### Excerpt:
--------------------------------------------------

Formant: what is a formant?

Formant was defined by Gunnar Fant (1960): 'The spectral peaks of the sound spectrum |P(f)| are called formants'. This definition is the one broadly used in acoustics research and industry. For instance, Benade (1976) uses a similar definition of formant: 'The peaks that are observed in the spectrum envelope are called formants'. In parts of the speech research community, however, 'formant' has come to have other meanings. This page discusses the different usages.

After defining formant, Fant (1960) then defines resonance frequencies of the vocal tract in terms of a gain function T(f) of the vocal tract: 'The frequency location of a maximum' in |T(f)|, i.e., the resonance frequency, is very close to the corresponding maximum in spectrum P(f) of the complete sound.' He then writes: 'Conceptually these should be held apart but in most instances resonance frequency and formant frequency may be used synonymously.' Hence the problem: resonance and formant are indeed conceptually distinct. Several examples below make this clear. However, some writers about the voice use the terms interchangeably.

--------------------------------------------------

### Extracted material:
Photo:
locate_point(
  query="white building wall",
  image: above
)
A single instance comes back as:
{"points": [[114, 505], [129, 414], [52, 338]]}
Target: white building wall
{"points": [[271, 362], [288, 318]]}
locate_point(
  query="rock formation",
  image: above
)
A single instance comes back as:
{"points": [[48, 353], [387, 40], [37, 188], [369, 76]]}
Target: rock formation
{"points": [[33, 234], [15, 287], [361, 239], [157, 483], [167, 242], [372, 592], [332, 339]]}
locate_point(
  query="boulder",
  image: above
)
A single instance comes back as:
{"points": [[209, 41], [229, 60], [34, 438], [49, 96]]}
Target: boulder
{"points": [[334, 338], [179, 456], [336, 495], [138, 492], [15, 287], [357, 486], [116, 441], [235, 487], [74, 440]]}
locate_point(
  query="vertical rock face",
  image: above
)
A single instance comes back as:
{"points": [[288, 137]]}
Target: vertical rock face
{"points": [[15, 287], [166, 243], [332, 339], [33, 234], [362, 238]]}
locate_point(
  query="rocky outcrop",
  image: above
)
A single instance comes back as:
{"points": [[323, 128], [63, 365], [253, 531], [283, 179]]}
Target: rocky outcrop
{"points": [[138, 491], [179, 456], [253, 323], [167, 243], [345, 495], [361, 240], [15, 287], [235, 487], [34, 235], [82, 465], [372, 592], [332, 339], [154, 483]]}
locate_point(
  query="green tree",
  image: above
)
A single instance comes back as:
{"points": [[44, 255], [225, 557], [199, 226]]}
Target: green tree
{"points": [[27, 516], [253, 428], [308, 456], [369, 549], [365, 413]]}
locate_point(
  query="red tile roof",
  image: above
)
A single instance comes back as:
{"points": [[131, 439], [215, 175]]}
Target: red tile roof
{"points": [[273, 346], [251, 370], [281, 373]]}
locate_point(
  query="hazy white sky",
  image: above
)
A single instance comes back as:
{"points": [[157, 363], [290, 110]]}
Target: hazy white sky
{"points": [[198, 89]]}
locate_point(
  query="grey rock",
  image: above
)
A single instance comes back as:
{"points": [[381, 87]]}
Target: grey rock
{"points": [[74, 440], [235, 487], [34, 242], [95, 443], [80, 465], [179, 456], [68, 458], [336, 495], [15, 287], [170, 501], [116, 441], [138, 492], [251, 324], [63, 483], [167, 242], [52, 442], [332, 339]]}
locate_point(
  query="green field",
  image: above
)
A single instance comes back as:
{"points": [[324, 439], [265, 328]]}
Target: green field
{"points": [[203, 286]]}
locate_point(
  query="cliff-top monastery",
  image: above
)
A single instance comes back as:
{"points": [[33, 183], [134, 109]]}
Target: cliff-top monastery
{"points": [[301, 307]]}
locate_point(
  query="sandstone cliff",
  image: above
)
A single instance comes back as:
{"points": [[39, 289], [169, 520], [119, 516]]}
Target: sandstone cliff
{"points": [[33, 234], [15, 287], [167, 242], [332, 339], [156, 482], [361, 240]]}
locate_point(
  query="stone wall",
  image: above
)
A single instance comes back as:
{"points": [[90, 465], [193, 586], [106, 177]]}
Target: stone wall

--------------------------------------------------

### Tasks and exercises:
a: In two sentences, how would you summarize the text on formants?
b: Restate the text on formants from "Formant was defined" to "the different usages.", changing "industry" to "engineering".

### Answers:
a: Gunnar Fant (1960) defined formants as the spectral peaks of the sound spectrum, a definition broadly used in acoustics research and industry, though parts of the speech research community have come to use the term with other meanings. Fant also defined vocal tract resonance frequencies separately and said the two should be held apart conceptually but may usually be used synonymously, and some writers about the voice use the terms interchangeably.

b:
Formant was defined by Gunnar Fant (1960): 'The spectral peaks of the sound spectrum |P(f)| are called formants'. This definition is the one broadly used in acoustics research and engineering. For instance, Benade (1976) uses a similar definition of formant: 'The peaks that are observed in the spectrum envelope are called formants'. In parts of the speech research community, however, 'formant' has come to have other meanings. This page discusses the different usages.